▶ [RECORDED DATA]
§

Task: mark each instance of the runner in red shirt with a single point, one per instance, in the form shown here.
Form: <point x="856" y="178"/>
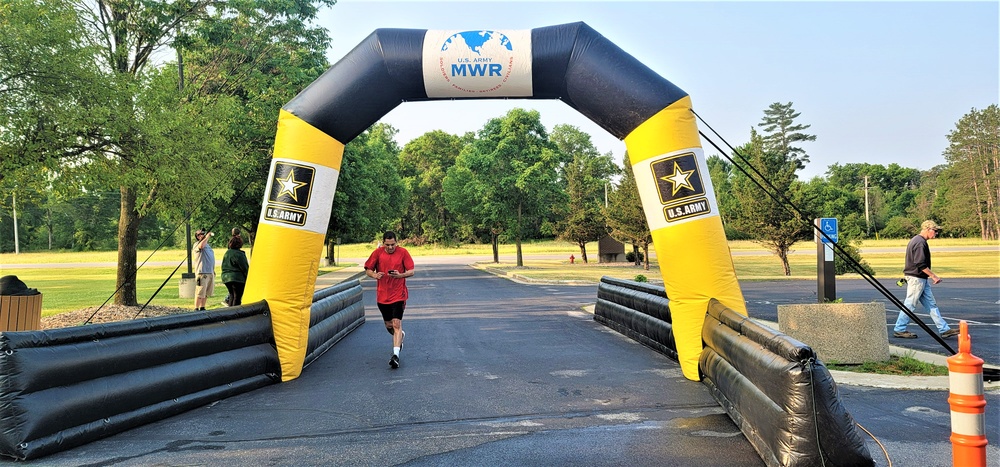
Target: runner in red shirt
<point x="390" y="265"/>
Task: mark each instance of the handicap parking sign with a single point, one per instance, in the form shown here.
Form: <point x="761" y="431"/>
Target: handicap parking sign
<point x="829" y="226"/>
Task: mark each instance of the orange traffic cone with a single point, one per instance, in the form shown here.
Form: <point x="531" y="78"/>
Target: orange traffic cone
<point x="968" y="406"/>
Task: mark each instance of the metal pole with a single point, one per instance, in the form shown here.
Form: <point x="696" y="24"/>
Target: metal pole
<point x="868" y="223"/>
<point x="187" y="223"/>
<point x="826" y="285"/>
<point x="17" y="246"/>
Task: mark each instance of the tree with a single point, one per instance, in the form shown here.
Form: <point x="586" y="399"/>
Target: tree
<point x="423" y="164"/>
<point x="370" y="193"/>
<point x="721" y="173"/>
<point x="48" y="85"/>
<point x="768" y="220"/>
<point x="781" y="132"/>
<point x="974" y="152"/>
<point x="506" y="178"/>
<point x="585" y="177"/>
<point x="260" y="55"/>
<point x="138" y="134"/>
<point x="625" y="215"/>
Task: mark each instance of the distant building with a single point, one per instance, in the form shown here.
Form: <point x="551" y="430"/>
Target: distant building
<point x="610" y="250"/>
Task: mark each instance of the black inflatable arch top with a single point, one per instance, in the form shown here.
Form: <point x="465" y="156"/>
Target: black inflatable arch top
<point x="570" y="62"/>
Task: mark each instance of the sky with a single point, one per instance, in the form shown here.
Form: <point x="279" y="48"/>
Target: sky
<point x="879" y="82"/>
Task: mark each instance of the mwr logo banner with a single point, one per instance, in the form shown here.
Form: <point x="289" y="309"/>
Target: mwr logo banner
<point x="478" y="63"/>
<point x="299" y="195"/>
<point x="678" y="185"/>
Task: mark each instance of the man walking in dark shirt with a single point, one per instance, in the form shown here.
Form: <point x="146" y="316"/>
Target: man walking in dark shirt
<point x="919" y="277"/>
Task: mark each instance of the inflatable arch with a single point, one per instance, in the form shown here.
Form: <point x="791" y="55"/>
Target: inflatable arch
<point x="569" y="62"/>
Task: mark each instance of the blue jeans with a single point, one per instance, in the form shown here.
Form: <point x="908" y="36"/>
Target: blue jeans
<point x="918" y="289"/>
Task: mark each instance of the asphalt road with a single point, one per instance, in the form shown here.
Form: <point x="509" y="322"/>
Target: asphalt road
<point x="500" y="373"/>
<point x="493" y="373"/>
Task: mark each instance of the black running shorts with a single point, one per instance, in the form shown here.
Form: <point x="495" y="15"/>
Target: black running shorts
<point x="391" y="311"/>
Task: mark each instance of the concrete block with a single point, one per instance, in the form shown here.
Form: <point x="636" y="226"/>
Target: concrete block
<point x="838" y="332"/>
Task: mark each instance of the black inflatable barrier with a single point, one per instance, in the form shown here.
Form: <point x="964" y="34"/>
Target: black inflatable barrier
<point x="638" y="310"/>
<point x="66" y="387"/>
<point x="782" y="398"/>
<point x="335" y="312"/>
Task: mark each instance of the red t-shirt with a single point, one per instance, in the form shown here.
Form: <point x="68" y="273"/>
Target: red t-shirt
<point x="390" y="289"/>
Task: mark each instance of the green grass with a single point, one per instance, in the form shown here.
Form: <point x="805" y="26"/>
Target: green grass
<point x="897" y="365"/>
<point x="66" y="289"/>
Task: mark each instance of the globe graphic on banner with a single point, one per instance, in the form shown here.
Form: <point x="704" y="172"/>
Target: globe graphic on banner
<point x="477" y="42"/>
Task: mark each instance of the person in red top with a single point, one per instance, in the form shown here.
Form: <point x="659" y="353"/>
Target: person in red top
<point x="390" y="265"/>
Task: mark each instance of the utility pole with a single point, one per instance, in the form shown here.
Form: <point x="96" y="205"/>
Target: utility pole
<point x="186" y="288"/>
<point x="868" y="223"/>
<point x="17" y="246"/>
<point x="187" y="223"/>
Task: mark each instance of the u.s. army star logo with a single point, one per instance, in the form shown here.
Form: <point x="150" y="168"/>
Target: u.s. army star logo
<point x="291" y="185"/>
<point x="679" y="184"/>
<point x="291" y="189"/>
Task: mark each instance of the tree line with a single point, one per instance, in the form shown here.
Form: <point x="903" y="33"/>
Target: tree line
<point x="121" y="121"/>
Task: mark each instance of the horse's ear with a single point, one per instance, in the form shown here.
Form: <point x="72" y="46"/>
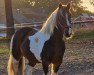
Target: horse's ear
<point x="60" y="5"/>
<point x="69" y="5"/>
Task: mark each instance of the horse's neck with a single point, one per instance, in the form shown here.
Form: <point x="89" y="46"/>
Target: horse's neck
<point x="57" y="35"/>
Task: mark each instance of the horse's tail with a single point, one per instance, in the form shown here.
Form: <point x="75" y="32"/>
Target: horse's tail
<point x="16" y="67"/>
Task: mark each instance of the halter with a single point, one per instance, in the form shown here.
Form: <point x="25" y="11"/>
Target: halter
<point x="70" y="26"/>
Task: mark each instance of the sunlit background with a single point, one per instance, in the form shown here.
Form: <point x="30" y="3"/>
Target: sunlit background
<point x="86" y="3"/>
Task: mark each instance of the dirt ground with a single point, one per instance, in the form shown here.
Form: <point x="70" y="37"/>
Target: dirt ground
<point x="78" y="60"/>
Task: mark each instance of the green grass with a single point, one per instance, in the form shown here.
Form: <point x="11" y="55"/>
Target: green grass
<point x="84" y="34"/>
<point x="4" y="50"/>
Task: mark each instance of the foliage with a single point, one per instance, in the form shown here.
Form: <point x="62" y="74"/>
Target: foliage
<point x="76" y="9"/>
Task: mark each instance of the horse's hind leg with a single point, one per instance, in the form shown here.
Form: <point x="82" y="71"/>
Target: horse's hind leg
<point x="56" y="68"/>
<point x="19" y="66"/>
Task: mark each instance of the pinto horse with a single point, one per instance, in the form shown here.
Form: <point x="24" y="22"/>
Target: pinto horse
<point x="45" y="46"/>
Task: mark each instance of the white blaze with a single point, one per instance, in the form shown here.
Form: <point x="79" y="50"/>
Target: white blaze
<point x="37" y="42"/>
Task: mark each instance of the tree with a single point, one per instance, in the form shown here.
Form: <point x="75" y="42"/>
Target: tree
<point x="9" y="18"/>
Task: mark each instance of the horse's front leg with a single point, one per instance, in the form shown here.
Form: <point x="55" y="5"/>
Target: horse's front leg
<point x="56" y="68"/>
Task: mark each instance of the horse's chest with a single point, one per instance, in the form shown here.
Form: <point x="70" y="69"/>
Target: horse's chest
<point x="37" y="43"/>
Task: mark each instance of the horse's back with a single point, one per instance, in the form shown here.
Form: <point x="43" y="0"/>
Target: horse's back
<point x="17" y="40"/>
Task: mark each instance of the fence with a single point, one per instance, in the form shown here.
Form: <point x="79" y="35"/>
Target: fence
<point x="38" y="25"/>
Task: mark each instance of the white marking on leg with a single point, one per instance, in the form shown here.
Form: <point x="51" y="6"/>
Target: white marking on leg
<point x="70" y="30"/>
<point x="11" y="43"/>
<point x="28" y="70"/>
<point x="15" y="66"/>
<point x="37" y="42"/>
<point x="67" y="20"/>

§

▶ [DIRECTIONS]
Pictures are to be left out when the entries above are repeated exactly.

▶ [TASK SOLUTION]
Task: mark each instance of the runner in red shirt with a single point, one per instance, in the form shown here.
Form: <point x="856" y="178"/>
Target: runner in red shirt
<point x="390" y="265"/>
Task: mark each instance of the handicap parking sign with a single point, one per instance, in the form shown here.
Form: <point x="761" y="431"/>
Target: handicap parking sign
<point x="829" y="226"/>
Task: mark each instance of the orange traffic cone with a single point, one per instance, in the form shown here.
Form: <point x="531" y="78"/>
Target: orange traffic cone
<point x="968" y="406"/>
Task: mark each instance of the metal pole with a single point, one per instance, in the form shown here.
Form: <point x="696" y="24"/>
Target: metal pole
<point x="868" y="223"/>
<point x="187" y="223"/>
<point x="826" y="285"/>
<point x="17" y="246"/>
Task: mark each instance of the tree with a single point, one per instance, in the form shown here.
Form: <point x="586" y="399"/>
Target: tree
<point x="423" y="164"/>
<point x="370" y="193"/>
<point x="721" y="173"/>
<point x="48" y="85"/>
<point x="768" y="220"/>
<point x="781" y="132"/>
<point x="974" y="152"/>
<point x="506" y="178"/>
<point x="585" y="177"/>
<point x="260" y="55"/>
<point x="138" y="134"/>
<point x="625" y="215"/>
Task: mark each instance of the distant building with a single point, one per instance, in the form shown here.
Form: <point x="551" y="430"/>
Target: distant building
<point x="610" y="250"/>
Task: mark each instance of the black inflatable arch top with a single point, one per instance, in the form shown here.
Form: <point x="465" y="156"/>
Target: black inflatable arch top
<point x="570" y="62"/>
Task: mark each instance of the sky with a single point, one per instance, in the form shown here.
Form: <point x="279" y="48"/>
Target: sky
<point x="879" y="82"/>
Task: mark each instance of the mwr logo banner with a single point, one per instance, in the form shown here.
Form: <point x="289" y="309"/>
Target: mwr logo banner
<point x="478" y="63"/>
<point x="299" y="195"/>
<point x="678" y="185"/>
Task: mark each instance of the man walking in dark shirt with a single point, one per instance, in the form shown here.
Form: <point x="146" y="316"/>
Target: man walking in dark shirt
<point x="919" y="277"/>
Task: mark each instance of the inflatable arch with a single point, one per instance, in the form shown here.
Form: <point x="791" y="55"/>
Target: inflatable arch
<point x="569" y="62"/>
Task: mark each instance of the blue jeans with a single point, one per instance, in the form shown here.
Form: <point x="908" y="36"/>
Target: blue jeans
<point x="918" y="289"/>
Task: mark each instance of the asphalt road with a single point, one per instance, in the form shown here.
Form: <point x="509" y="322"/>
Target: asphalt road
<point x="500" y="373"/>
<point x="493" y="373"/>
Task: mark each instance of the black running shorts with a single point, one per instance, in the form shown here.
Form: <point x="495" y="15"/>
Target: black running shorts
<point x="391" y="311"/>
Task: mark each instance of the concrete block with a single point, one per instance, in the form shown here.
Form: <point x="636" y="226"/>
Target: concrete block
<point x="838" y="332"/>
Task: mark each instance of the black inflatable barrier with a single point, one per instance, in the form shown here.
Form: <point x="964" y="34"/>
Target: black inflatable barrier
<point x="638" y="310"/>
<point x="66" y="387"/>
<point x="782" y="398"/>
<point x="335" y="312"/>
Task: mark each instance of the red t-shirt with a single point, one per instance, in the form shown here.
Form: <point x="68" y="273"/>
Target: red t-shirt
<point x="390" y="289"/>
Task: mark each instance of the green grass with a single point, one per instance, in the form shown here.
Form: <point x="805" y="26"/>
Target: green grass
<point x="897" y="365"/>
<point x="66" y="289"/>
Task: mark each instance of the globe graphic on banner with a single point, one per instance, in the form shown here.
Form: <point x="704" y="172"/>
Target: globe graphic on banner
<point x="477" y="42"/>
Task: mark each instance of the person in red top with a single point, one per instance, in the form shown here.
Form: <point x="659" y="353"/>
Target: person in red top
<point x="390" y="265"/>
Task: mark each instance of the utility pole with a single point, one per instance, in the form shown here.
Form: <point x="96" y="205"/>
Target: utility pole
<point x="186" y="288"/>
<point x="868" y="223"/>
<point x="17" y="246"/>
<point x="187" y="223"/>
Task: mark each instance of the u.s. army star logo with a single point, one per instance, in the form shown here.
Form: <point x="150" y="168"/>
Target: u.s. army star logo
<point x="291" y="185"/>
<point x="679" y="184"/>
<point x="291" y="189"/>
Task: mark each instance of the tree line with a single point, one per instance, in the form shown here.
Form: <point x="903" y="33"/>
Target: tree line
<point x="121" y="121"/>
Task: mark each instance of the horse's ear with a single point, one per instance, in the form shown here.
Form: <point x="72" y="46"/>
Target: horse's ear
<point x="60" y="5"/>
<point x="69" y="5"/>
Task: mark each instance of the horse's neck with a single point, one per instance, in the form shown here.
Form: <point x="89" y="46"/>
Target: horse's neck
<point x="57" y="35"/>
Task: mark each instance of the horse's tail with a single point, one per instance, in the form shown here.
Form: <point x="75" y="32"/>
Target: horse's tail
<point x="16" y="67"/>
Task: mark each instance of the halter with a single point, one per instance, in the form shown here.
Form: <point x="25" y="11"/>
Target: halter
<point x="70" y="26"/>
Task: mark each instance of the sunlit background with a single point, one per instance, in the form shown here.
Form: <point x="30" y="3"/>
Target: sunlit background
<point x="86" y="3"/>
Task: mark each instance of the dirt ground with a single point, one per instance, in the form shown here.
Form: <point x="70" y="37"/>
Target: dirt ground
<point x="78" y="60"/>
Task: mark each instance of the green grass with a single point, one per instance, in the form shown here.
Form: <point x="11" y="55"/>
Target: green grass
<point x="84" y="34"/>
<point x="4" y="50"/>
Task: mark each instance of the foliage with a single point, one per instance, in the form shown here.
Form: <point x="62" y="74"/>
Target: foliage
<point x="76" y="9"/>
Task: mark each instance of the horse's hind leg with a single point, one per instance, in the form shown here.
Form: <point x="82" y="71"/>
Target: horse's hind leg
<point x="56" y="68"/>
<point x="19" y="66"/>
Task: mark each instance of the pinto horse with a single point, one per instance, in the form shown here.
Form: <point x="24" y="22"/>
Target: pinto horse
<point x="45" y="46"/>
Task: mark each instance of the white blaze with a single point, one per instance, in the form shown here.
Form: <point x="79" y="50"/>
Target: white blaze
<point x="37" y="42"/>
Task: mark each instance of the tree with a single point, one per instance, in the form shown here.
Form: <point x="75" y="42"/>
Target: tree
<point x="9" y="18"/>
Task: mark each instance of the horse's front leg with a single point, one per instance, in the form shown here.
Form: <point x="55" y="5"/>
Target: horse's front leg
<point x="56" y="68"/>
Task: mark each instance of the horse's chest with a single point, one per instance, in the form shown here.
Form: <point x="70" y="69"/>
Target: horse's chest
<point x="37" y="43"/>
Task: mark each instance of the horse's back with a single point, one per instance, in the form shown here.
Form: <point x="43" y="0"/>
Target: horse's back
<point x="17" y="40"/>
Task: mark each instance of the fence with a single point, one per instance, in the form shown here.
Form: <point x="79" y="35"/>
Target: fence
<point x="38" y="25"/>
Task: mark each instance of the white marking on leg with a single point, one per instance, in the form shown here.
Form: <point x="51" y="6"/>
Target: white marking on leg
<point x="70" y="30"/>
<point x="11" y="43"/>
<point x="28" y="70"/>
<point x="15" y="66"/>
<point x="37" y="42"/>
<point x="67" y="20"/>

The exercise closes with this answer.